United Soybean Board’s Soy-in-Aquaculture Managed Research Program and Archer Daniels Midland Company (are collaborating to establish a new soybean meal database designed to help feed formulators use SBM in diets fed to aquatic animals.
September 23, 2005

Soybean Meal Aquaculture Database Established

 

 

The United Soybean Board’s Soy-in-Aquaculture(SM) Managed Research Program (SIA) and Archer Daniels Midland Company (ADM), have announced a collaborative effort to establish a new soybean meal (SBM) database designed to help feed formulators use SBM in diets fed to aquatic animals. The goal is to link biological responses of targeted aquaculture species with nutrient and anti-nutritional factor (ANF) concentrations in SBM.  This characterization is important because ANF levels in SBM vary depending on factors such as cultivar and growing conditions and there are relatively few definitive data on the effects of ANF in aquaculture species.
──────────────────────────────
Tasks and exercises:
1 > According to the soybean meal database text, why is it important to characterize nutrient and anti-nutritional factor concentrations in soybean meal?
2 > Duplicate the soybean meal database text word for word, starting at "The United Soybean" and ending at "in aquaculture species.".
3 > In the soybean meal database text, which company is working with the United Soybean Board's Soy-in-Aquaculture program?

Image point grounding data
──────────────────────────────
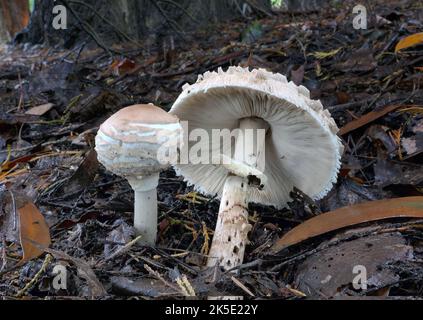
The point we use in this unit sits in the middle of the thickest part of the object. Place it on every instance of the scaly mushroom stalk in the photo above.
(138, 142)
(302, 148)
(145, 207)
(232, 227)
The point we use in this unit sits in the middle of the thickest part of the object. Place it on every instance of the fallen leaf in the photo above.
(84, 270)
(329, 271)
(409, 41)
(408, 207)
(84, 175)
(33, 230)
(322, 55)
(367, 118)
(40, 110)
(121, 67)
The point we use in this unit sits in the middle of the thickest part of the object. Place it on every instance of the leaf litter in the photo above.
(49, 114)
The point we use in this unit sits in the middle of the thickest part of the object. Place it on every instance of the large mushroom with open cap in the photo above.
(283, 139)
(138, 142)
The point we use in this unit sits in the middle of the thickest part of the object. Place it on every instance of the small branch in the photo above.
(34, 280)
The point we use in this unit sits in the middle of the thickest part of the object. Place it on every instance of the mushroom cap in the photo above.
(128, 143)
(302, 148)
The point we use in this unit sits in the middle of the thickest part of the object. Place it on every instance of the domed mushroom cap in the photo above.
(302, 148)
(128, 142)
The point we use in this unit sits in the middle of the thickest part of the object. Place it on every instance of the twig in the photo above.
(34, 280)
(120, 32)
(159, 277)
(169, 21)
(242, 286)
(123, 249)
(88, 29)
(182, 8)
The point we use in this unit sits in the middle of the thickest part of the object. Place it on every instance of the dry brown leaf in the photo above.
(367, 118)
(409, 41)
(33, 230)
(407, 207)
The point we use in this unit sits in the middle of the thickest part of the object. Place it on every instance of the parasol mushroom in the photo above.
(294, 143)
(137, 142)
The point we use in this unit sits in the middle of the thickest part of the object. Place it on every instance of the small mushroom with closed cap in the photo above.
(138, 142)
(284, 140)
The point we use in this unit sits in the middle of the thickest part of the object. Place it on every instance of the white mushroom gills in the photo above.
(232, 227)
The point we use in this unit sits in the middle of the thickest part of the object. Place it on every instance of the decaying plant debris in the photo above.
(52, 102)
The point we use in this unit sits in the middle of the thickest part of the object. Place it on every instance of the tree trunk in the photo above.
(112, 21)
(14, 16)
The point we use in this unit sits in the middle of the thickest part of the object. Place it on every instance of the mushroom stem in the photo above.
(231, 233)
(232, 227)
(145, 208)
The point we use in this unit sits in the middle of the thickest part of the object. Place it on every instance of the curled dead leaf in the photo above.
(409, 41)
(407, 207)
(33, 230)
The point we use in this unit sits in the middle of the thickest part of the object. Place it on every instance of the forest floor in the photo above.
(52, 102)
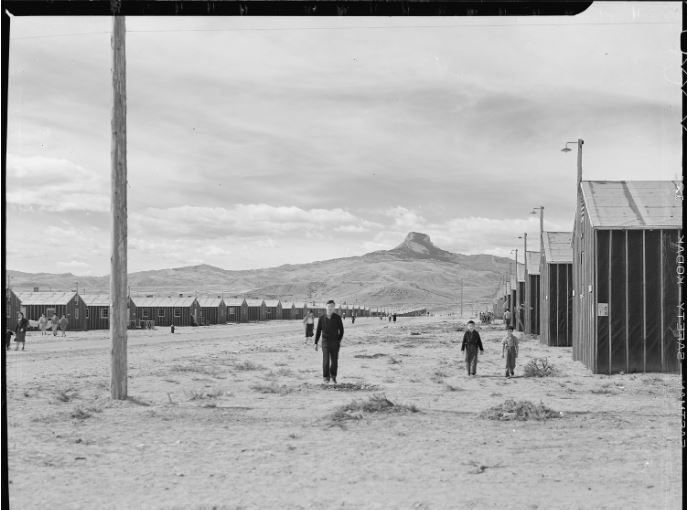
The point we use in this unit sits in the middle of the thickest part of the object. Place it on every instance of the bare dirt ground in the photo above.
(235, 416)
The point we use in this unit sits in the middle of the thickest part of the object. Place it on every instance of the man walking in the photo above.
(507, 318)
(43, 324)
(20, 331)
(63, 325)
(471, 343)
(331, 327)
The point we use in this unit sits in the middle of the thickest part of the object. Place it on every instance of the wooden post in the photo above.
(644, 311)
(661, 300)
(628, 362)
(526, 286)
(609, 301)
(118, 262)
(557, 305)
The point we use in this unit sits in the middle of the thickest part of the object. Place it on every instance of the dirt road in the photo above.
(236, 417)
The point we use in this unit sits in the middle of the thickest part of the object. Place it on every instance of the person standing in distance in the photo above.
(20, 330)
(331, 327)
(309, 322)
(471, 343)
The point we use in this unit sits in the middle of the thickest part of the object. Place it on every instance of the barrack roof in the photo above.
(557, 247)
(45, 298)
(632, 204)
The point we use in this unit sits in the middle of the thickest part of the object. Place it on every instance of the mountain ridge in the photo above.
(415, 272)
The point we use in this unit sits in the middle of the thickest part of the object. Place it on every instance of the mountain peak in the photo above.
(417, 243)
(419, 246)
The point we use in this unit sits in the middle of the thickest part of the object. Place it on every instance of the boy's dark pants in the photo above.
(330, 358)
(471, 359)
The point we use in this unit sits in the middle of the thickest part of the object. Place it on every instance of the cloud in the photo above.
(242, 220)
(77, 266)
(55, 184)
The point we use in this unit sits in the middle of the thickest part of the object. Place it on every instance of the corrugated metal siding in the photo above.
(632, 204)
(557, 247)
(633, 273)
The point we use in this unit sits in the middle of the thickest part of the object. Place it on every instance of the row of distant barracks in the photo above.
(91, 311)
(612, 287)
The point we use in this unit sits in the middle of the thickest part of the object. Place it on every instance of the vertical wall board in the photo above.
(602, 365)
(617, 307)
(635, 301)
(671, 300)
(653, 361)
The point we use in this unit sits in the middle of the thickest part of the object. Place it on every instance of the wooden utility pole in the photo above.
(526, 298)
(516, 305)
(118, 262)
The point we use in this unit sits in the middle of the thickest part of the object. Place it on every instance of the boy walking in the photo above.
(471, 344)
(331, 327)
(510, 346)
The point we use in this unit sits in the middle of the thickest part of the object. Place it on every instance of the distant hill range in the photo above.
(415, 273)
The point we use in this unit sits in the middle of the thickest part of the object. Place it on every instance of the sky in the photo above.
(256, 142)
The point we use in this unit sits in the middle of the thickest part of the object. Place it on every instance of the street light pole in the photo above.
(526, 300)
(515, 313)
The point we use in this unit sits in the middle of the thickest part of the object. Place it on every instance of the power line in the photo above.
(360, 27)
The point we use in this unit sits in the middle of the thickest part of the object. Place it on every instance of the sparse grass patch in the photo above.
(357, 386)
(205, 394)
(272, 388)
(603, 391)
(539, 367)
(66, 395)
(138, 401)
(284, 372)
(521, 410)
(82, 413)
(248, 365)
(198, 369)
(376, 404)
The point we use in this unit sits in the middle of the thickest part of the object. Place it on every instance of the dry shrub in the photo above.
(376, 404)
(203, 394)
(66, 395)
(248, 365)
(272, 388)
(358, 386)
(82, 413)
(521, 410)
(539, 367)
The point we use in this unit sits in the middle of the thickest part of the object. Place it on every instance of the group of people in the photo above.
(44, 325)
(330, 328)
(486, 317)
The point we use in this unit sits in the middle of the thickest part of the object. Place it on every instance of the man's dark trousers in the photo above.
(471, 359)
(330, 350)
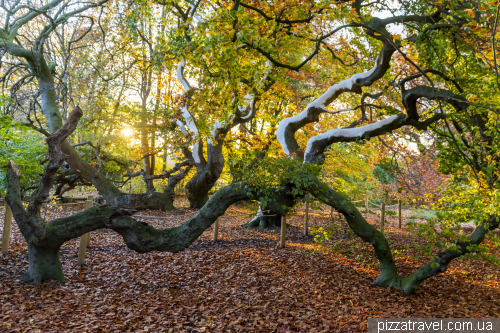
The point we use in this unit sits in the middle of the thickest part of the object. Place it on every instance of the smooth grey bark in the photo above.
(388, 276)
(208, 172)
(45, 239)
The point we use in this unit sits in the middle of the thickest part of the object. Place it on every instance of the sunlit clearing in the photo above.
(127, 132)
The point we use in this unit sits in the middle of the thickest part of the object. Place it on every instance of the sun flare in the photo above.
(127, 132)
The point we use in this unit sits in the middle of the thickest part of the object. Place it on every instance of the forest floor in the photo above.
(242, 283)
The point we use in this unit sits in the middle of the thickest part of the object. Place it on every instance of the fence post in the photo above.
(91, 204)
(216, 229)
(283, 231)
(382, 216)
(399, 212)
(6, 230)
(84, 239)
(306, 219)
(366, 204)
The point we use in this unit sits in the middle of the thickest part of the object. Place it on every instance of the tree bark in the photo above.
(206, 176)
(43, 264)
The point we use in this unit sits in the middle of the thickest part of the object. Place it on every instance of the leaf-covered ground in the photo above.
(243, 283)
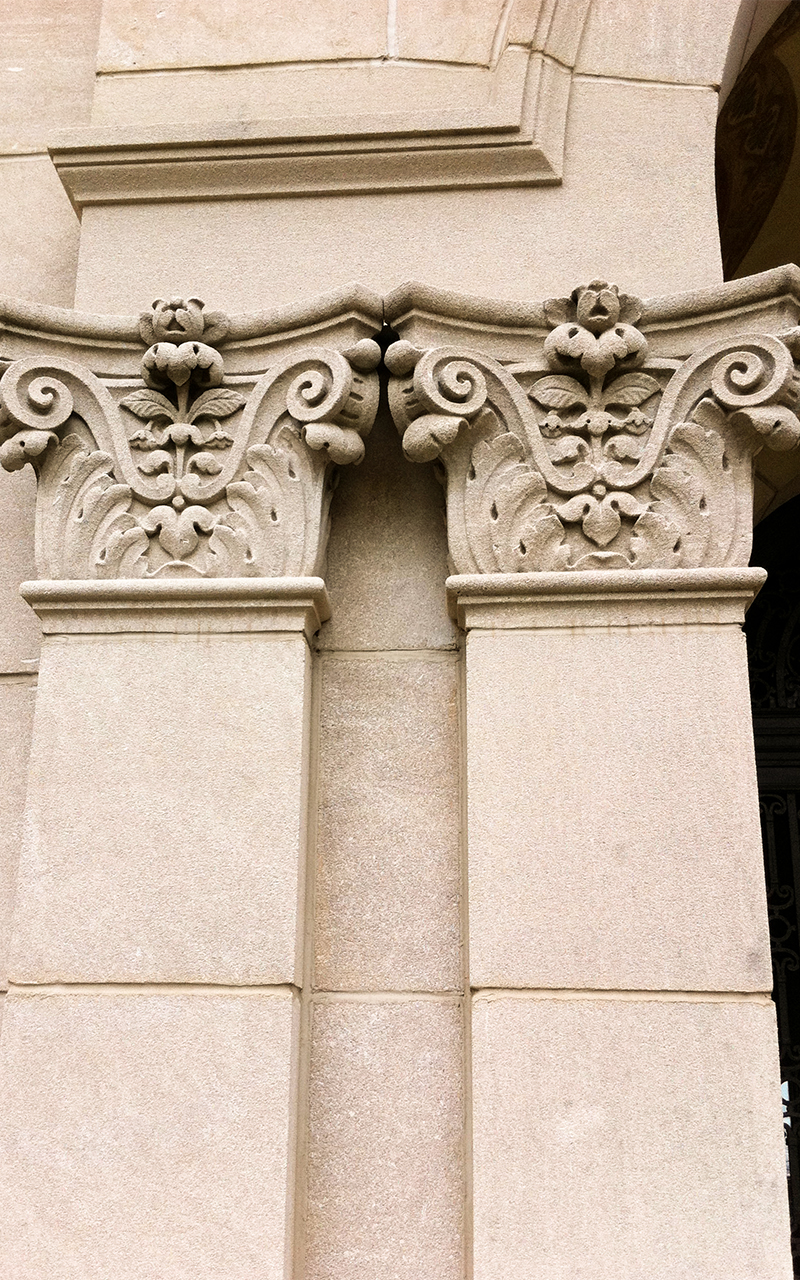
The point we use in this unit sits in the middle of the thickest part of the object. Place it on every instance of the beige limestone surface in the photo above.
(19, 629)
(147, 1134)
(46, 72)
(612, 809)
(17, 700)
(626, 1139)
(657, 229)
(673, 41)
(39, 250)
(159, 33)
(388, 878)
(164, 827)
(385, 1141)
(387, 553)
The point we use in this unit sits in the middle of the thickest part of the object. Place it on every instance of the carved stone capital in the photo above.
(593, 453)
(187, 470)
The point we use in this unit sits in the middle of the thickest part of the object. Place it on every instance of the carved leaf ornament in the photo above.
(604, 460)
(186, 475)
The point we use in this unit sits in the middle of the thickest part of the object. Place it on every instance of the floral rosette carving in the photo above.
(188, 472)
(603, 458)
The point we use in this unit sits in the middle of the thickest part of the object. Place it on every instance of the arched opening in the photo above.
(772, 629)
(758, 184)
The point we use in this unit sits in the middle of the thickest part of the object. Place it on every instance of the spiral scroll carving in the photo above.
(187, 474)
(606, 461)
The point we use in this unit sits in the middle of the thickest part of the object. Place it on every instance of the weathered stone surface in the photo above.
(135, 36)
(388, 880)
(48, 71)
(187, 864)
(446, 32)
(385, 1148)
(608, 1141)
(387, 554)
(19, 630)
(602, 809)
(327, 241)
(607, 461)
(147, 1134)
(673, 41)
(39, 251)
(17, 699)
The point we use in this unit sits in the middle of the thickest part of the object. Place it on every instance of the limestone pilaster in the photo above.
(598, 460)
(151, 1038)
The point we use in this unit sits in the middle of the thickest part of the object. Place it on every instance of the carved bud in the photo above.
(179, 320)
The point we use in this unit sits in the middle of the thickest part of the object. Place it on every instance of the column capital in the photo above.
(187, 444)
(571, 442)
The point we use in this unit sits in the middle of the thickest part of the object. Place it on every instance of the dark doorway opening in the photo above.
(772, 629)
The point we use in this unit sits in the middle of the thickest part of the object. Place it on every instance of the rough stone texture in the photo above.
(333, 92)
(613, 817)
(19, 629)
(17, 699)
(48, 71)
(615, 1141)
(673, 40)
(156, 33)
(39, 251)
(187, 864)
(658, 233)
(387, 553)
(147, 1136)
(385, 1148)
(388, 880)
(440, 31)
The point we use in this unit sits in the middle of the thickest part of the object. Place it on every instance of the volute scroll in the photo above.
(186, 471)
(597, 455)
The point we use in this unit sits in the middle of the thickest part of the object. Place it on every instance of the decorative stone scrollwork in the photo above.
(186, 472)
(597, 457)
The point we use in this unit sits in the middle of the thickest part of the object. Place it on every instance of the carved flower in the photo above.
(179, 320)
(165, 362)
(595, 327)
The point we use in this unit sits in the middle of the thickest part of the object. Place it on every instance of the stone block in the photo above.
(618, 1139)
(385, 1146)
(164, 830)
(48, 71)
(440, 31)
(39, 252)
(337, 95)
(147, 1134)
(517, 243)
(612, 810)
(158, 33)
(388, 880)
(19, 629)
(673, 41)
(17, 699)
(387, 554)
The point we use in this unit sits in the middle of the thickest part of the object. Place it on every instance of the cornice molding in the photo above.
(179, 607)
(597, 598)
(616, 435)
(515, 138)
(197, 462)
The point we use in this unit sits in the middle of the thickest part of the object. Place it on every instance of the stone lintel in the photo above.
(602, 598)
(179, 606)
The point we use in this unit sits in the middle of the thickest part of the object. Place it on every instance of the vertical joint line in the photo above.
(392, 42)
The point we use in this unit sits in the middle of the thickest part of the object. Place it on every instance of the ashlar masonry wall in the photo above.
(389, 903)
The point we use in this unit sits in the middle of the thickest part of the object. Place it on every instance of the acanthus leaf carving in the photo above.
(606, 458)
(187, 475)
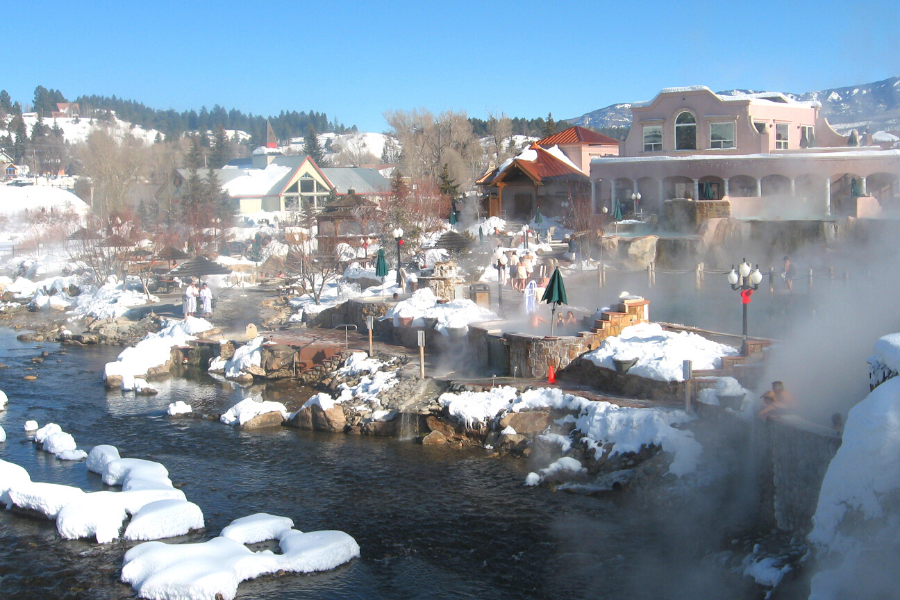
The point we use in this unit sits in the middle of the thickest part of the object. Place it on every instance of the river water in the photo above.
(432, 522)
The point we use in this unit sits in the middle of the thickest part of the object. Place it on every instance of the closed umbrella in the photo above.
(555, 295)
(381, 268)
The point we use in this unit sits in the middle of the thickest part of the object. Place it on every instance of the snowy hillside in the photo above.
(873, 106)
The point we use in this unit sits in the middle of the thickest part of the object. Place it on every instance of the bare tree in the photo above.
(113, 166)
(431, 141)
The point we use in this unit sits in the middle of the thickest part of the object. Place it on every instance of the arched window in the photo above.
(685, 131)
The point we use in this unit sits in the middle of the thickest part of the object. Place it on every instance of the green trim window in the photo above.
(652, 138)
(685, 131)
(721, 135)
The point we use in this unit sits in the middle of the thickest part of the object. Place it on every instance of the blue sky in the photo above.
(354, 60)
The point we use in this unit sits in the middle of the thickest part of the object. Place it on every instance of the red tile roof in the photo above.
(576, 135)
(544, 166)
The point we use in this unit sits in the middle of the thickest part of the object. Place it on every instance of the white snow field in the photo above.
(246, 409)
(156, 348)
(659, 353)
(197, 571)
(216, 567)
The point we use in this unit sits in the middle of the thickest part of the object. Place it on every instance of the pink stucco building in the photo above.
(770, 156)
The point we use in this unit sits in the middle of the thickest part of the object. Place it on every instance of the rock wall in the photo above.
(797, 455)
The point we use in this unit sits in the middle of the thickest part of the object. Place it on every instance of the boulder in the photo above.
(513, 441)
(527, 422)
(434, 438)
(272, 419)
(641, 252)
(448, 430)
(332, 420)
(303, 419)
(382, 428)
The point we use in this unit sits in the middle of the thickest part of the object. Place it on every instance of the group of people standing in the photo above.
(192, 293)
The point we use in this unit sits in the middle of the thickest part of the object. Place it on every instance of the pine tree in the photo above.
(312, 147)
(221, 149)
(448, 188)
(549, 125)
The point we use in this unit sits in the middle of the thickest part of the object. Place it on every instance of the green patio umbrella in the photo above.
(554, 295)
(381, 268)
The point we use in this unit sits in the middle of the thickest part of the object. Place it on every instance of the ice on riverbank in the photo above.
(659, 353)
(247, 409)
(248, 355)
(856, 524)
(216, 567)
(156, 348)
(178, 408)
(456, 314)
(59, 443)
(164, 519)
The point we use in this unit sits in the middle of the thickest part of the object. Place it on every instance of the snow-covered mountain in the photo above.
(871, 106)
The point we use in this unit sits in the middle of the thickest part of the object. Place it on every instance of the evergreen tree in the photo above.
(549, 125)
(221, 149)
(312, 147)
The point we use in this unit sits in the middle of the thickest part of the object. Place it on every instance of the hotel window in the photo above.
(781, 135)
(652, 138)
(685, 131)
(721, 135)
(807, 136)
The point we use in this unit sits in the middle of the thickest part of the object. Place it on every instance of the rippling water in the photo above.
(432, 522)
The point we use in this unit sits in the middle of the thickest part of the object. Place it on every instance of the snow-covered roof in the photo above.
(14, 200)
(765, 97)
(870, 152)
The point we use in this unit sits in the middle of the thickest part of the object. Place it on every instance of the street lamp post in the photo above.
(501, 259)
(398, 235)
(746, 282)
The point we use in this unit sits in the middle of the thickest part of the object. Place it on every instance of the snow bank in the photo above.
(164, 518)
(100, 456)
(856, 520)
(248, 355)
(473, 408)
(11, 475)
(156, 348)
(201, 571)
(108, 302)
(179, 408)
(885, 362)
(245, 410)
(257, 528)
(57, 442)
(45, 498)
(659, 353)
(456, 314)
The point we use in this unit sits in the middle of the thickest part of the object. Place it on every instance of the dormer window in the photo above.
(721, 135)
(685, 131)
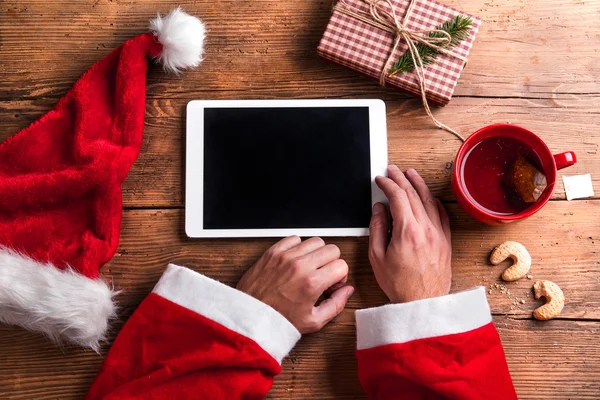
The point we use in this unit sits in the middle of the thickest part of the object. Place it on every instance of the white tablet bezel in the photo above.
(195, 165)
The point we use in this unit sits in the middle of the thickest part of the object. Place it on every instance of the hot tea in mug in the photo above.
(503, 173)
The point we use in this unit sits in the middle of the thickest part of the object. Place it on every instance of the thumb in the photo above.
(334, 305)
(379, 229)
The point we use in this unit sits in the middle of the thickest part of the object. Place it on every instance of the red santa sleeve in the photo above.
(440, 348)
(195, 338)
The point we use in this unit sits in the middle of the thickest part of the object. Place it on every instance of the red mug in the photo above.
(550, 164)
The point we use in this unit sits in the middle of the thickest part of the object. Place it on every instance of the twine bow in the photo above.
(388, 21)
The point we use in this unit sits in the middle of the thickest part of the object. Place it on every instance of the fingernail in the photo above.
(349, 292)
(378, 208)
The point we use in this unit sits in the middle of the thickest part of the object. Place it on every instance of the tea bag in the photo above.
(527, 180)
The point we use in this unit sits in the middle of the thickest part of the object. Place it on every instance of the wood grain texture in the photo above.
(543, 357)
(156, 179)
(534, 63)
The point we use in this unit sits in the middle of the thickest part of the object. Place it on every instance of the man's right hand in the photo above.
(415, 262)
(292, 275)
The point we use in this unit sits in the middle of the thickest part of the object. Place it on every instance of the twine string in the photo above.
(387, 21)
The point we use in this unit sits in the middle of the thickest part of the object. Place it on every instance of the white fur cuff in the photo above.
(438, 316)
(229, 307)
(61, 304)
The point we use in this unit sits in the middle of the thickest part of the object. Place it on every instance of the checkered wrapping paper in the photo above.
(364, 48)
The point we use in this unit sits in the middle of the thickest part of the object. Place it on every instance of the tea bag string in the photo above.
(388, 21)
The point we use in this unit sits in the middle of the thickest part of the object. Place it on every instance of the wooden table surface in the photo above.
(535, 63)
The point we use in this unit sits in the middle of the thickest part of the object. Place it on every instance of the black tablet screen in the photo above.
(286, 168)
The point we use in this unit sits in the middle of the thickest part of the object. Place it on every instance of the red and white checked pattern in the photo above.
(365, 48)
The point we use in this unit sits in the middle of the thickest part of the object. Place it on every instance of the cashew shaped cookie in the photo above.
(520, 255)
(555, 300)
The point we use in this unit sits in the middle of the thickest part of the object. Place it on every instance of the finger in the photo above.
(333, 306)
(399, 204)
(416, 204)
(427, 199)
(308, 246)
(286, 244)
(336, 286)
(320, 257)
(379, 229)
(330, 274)
(445, 220)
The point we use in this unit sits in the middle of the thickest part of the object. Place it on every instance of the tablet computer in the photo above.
(274, 168)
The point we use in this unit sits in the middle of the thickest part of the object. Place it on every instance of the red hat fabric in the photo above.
(60, 187)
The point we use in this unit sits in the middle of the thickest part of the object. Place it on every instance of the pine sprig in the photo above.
(458, 28)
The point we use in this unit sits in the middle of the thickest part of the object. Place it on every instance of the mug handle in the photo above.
(564, 160)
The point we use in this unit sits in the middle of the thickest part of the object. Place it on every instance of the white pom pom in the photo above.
(182, 38)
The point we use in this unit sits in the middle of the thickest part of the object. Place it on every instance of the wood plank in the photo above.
(267, 49)
(323, 365)
(564, 241)
(156, 179)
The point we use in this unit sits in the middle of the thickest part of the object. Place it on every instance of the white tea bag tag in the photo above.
(578, 186)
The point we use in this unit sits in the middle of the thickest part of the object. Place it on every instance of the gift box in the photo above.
(355, 39)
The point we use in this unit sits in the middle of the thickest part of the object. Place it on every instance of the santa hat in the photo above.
(60, 187)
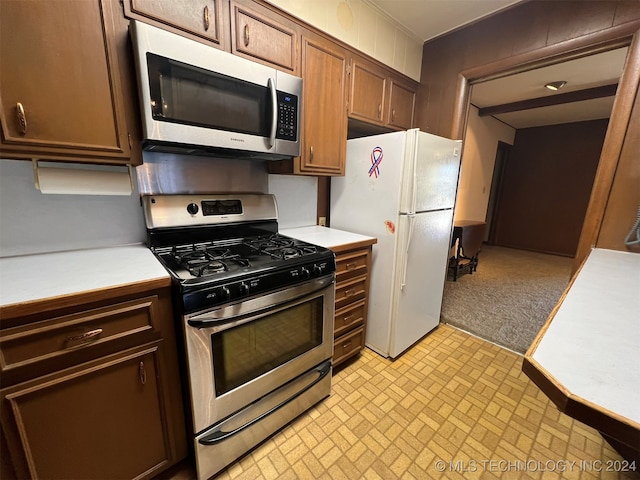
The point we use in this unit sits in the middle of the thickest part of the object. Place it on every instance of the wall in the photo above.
(525, 33)
(546, 186)
(363, 26)
(32, 222)
(478, 161)
(623, 203)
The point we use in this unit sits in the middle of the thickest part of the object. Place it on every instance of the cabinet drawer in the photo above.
(204, 20)
(348, 345)
(47, 339)
(262, 38)
(349, 317)
(350, 291)
(350, 265)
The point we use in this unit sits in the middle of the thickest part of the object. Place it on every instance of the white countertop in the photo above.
(592, 345)
(326, 237)
(37, 277)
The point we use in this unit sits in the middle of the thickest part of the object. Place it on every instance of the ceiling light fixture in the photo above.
(556, 85)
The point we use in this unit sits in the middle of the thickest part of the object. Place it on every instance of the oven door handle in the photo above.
(263, 408)
(216, 318)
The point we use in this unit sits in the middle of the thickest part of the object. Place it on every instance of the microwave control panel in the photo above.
(287, 117)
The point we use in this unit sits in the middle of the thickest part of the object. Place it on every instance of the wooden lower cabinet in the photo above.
(353, 265)
(99, 396)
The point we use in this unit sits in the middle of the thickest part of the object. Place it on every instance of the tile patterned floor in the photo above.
(453, 406)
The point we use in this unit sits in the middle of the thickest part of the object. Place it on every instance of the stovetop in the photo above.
(214, 261)
(225, 248)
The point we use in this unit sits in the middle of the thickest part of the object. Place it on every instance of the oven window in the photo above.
(243, 353)
(190, 95)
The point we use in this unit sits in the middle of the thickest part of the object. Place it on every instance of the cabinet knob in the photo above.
(85, 336)
(22, 118)
(143, 373)
(246, 35)
(205, 14)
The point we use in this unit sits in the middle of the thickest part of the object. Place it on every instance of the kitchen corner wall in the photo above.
(361, 25)
(32, 222)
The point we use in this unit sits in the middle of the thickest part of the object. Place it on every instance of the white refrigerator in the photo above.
(400, 187)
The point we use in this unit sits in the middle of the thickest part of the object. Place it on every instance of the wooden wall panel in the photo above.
(547, 183)
(624, 198)
(528, 28)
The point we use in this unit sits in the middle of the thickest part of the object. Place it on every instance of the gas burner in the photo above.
(211, 268)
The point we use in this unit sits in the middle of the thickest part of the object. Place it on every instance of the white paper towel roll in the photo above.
(76, 181)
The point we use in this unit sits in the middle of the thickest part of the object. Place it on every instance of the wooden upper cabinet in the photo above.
(60, 90)
(259, 34)
(379, 96)
(368, 92)
(402, 103)
(324, 139)
(202, 20)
──────────────────────────────
Answer section:
1 > Anti-nutritional factor levels in soybean meal vary with factors such as cultivar and growing conditions. There are also relatively few definitive data on how these factors affect aquaculture species.

2 >
The United Soybean Board’s Soy-in-Aquaculture(SM) Managed Research Program (SIA) and Archer Daniels Midland Company (ADM), have announced a collaborative effort to establish a new soybean meal (SBM) database designed to help feed formulators use SBM in diets fed to aquatic animals. The goal is to link biological responses of targeted aquaculture species with nutrient and anti-nutritional factor (ANF) concentrations in SBM.  This characterization is important because ANF levels in SBM vary depending on factors such as cultivar and growing conditions and there are relatively few definitive data on the effects of ANF in aquaculture species.

3 > Archer Daniels Midland Company (ADM).